Try it :: Please retype the records that appear below, exactly and in full.

┄┄┄┄┄┄

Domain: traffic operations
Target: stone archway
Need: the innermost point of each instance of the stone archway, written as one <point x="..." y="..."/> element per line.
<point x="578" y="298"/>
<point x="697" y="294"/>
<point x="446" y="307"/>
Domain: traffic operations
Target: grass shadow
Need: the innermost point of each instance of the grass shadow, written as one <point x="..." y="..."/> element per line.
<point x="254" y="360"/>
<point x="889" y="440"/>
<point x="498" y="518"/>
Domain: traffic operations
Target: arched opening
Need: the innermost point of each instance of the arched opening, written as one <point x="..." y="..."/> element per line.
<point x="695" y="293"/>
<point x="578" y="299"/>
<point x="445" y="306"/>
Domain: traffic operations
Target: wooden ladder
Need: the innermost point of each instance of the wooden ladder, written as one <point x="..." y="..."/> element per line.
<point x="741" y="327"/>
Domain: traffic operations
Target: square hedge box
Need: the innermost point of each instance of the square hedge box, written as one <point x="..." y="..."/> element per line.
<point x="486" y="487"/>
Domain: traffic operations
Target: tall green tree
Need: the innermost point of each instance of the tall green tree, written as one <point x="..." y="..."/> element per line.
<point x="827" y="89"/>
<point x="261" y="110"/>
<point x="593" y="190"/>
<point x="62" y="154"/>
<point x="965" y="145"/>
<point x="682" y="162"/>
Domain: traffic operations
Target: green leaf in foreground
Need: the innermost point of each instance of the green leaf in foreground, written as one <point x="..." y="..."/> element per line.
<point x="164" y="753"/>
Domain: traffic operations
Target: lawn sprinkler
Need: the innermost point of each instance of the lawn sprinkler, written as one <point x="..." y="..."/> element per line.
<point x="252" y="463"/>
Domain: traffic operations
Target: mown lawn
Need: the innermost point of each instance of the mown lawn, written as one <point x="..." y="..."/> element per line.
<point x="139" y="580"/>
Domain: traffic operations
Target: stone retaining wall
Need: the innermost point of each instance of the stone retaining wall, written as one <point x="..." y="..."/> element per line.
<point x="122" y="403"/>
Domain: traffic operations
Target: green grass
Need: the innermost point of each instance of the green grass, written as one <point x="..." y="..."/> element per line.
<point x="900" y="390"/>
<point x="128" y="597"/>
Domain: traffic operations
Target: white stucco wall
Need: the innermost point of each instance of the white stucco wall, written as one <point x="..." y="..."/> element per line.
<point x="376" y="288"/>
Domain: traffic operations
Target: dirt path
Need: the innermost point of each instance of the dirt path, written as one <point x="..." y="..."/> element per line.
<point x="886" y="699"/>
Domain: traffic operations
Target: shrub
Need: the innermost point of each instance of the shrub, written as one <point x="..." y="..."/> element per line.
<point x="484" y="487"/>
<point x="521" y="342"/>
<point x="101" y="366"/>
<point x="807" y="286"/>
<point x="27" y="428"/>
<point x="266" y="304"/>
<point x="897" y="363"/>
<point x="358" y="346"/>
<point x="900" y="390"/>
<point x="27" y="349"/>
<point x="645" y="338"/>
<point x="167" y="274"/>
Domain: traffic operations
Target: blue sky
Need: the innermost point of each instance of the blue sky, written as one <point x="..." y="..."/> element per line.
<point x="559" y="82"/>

┄┄┄┄┄┄

Your response ::
Domain: traffic operations
Target: stone archway
Need: the innermost point of each instance of the stone archway, written as one <point x="..." y="..."/> element per line.
<point x="578" y="298"/>
<point x="697" y="294"/>
<point x="446" y="307"/>
Domain: traffic operations
Target: grass shadow
Need: the innermost point of each instance of the grass shadow, written as one <point x="..." y="..."/> element per line.
<point x="254" y="360"/>
<point x="889" y="440"/>
<point x="498" y="518"/>
Domain: traffic operations
Target: arched opening
Need: the innermost point of each instance of the arched opening, written as one <point x="..." y="..."/> element per line.
<point x="695" y="293"/>
<point x="578" y="299"/>
<point x="445" y="306"/>
Domain: traffic operations
Target: wooden ladder
Need: the innermost point of each instance of the wooden ladder, written as one <point x="..." y="..."/> element per line.
<point x="741" y="327"/>
Domain: traffic operations
Target: square hedge box
Need: the innermost point of each instance of the square hedge box, written as one <point x="..." y="..."/> element per line.
<point x="486" y="487"/>
Domain: traffic operations
Target: tall green tree
Need: the innermost point of each instance of the tall green tree, written as one <point x="..." y="..."/> element per line.
<point x="827" y="89"/>
<point x="261" y="110"/>
<point x="593" y="190"/>
<point x="62" y="154"/>
<point x="965" y="145"/>
<point x="682" y="162"/>
Domain: traffic operations
Target: green leaf in foreground
Need: the innermost point of each instance of the green leaf in foreground, written as one <point x="..." y="..."/> element per line.
<point x="164" y="753"/>
Domain: traffic operations
Target: lawn sprinkler
Need: the innermost point of each instance of the lawn sprinkler, written as one <point x="..." y="..."/> element per line.
<point x="252" y="463"/>
Domain: traffic operations
Target: mown lawn
Need: the innermost point of each instance of the mown lawn, written as one <point x="..." y="..."/> element per line.
<point x="139" y="580"/>
Domain: traffic operations
Target: stone retaining wall
Need: the innermost point of each instance of the stone retaining wall, written as one <point x="..." y="..."/> element per line.
<point x="122" y="403"/>
Domain: traffic operations
Target: green grass
Need: the innermost point of each instance of the green grass, written as one <point x="..." y="..."/> element per line.
<point x="900" y="390"/>
<point x="128" y="597"/>
Domain: traffic operations
Target: white stucco wall
Need: the innermost point of each instance of the white stucco wall, written as one <point x="..." y="..."/> element per line.
<point x="376" y="288"/>
Domain: traffic operations
Target: dirt path
Need: the innermost point of each instance of the dirt path, written as one <point x="..." y="..."/> element per line.
<point x="886" y="699"/>
Domain: traffic operations
Target: shrub
Need: the innermost point of each instance of the shrub, written as one <point x="..." y="..."/> element per line.
<point x="484" y="487"/>
<point x="521" y="342"/>
<point x="101" y="366"/>
<point x="807" y="286"/>
<point x="27" y="428"/>
<point x="266" y="304"/>
<point x="897" y="363"/>
<point x="358" y="346"/>
<point x="900" y="390"/>
<point x="27" y="349"/>
<point x="645" y="338"/>
<point x="167" y="274"/>
Domain: traffic operations
Target: blue sky
Need: the innermost point of each instance of the blue sky, written as one <point x="..." y="..."/> element per line.
<point x="559" y="82"/>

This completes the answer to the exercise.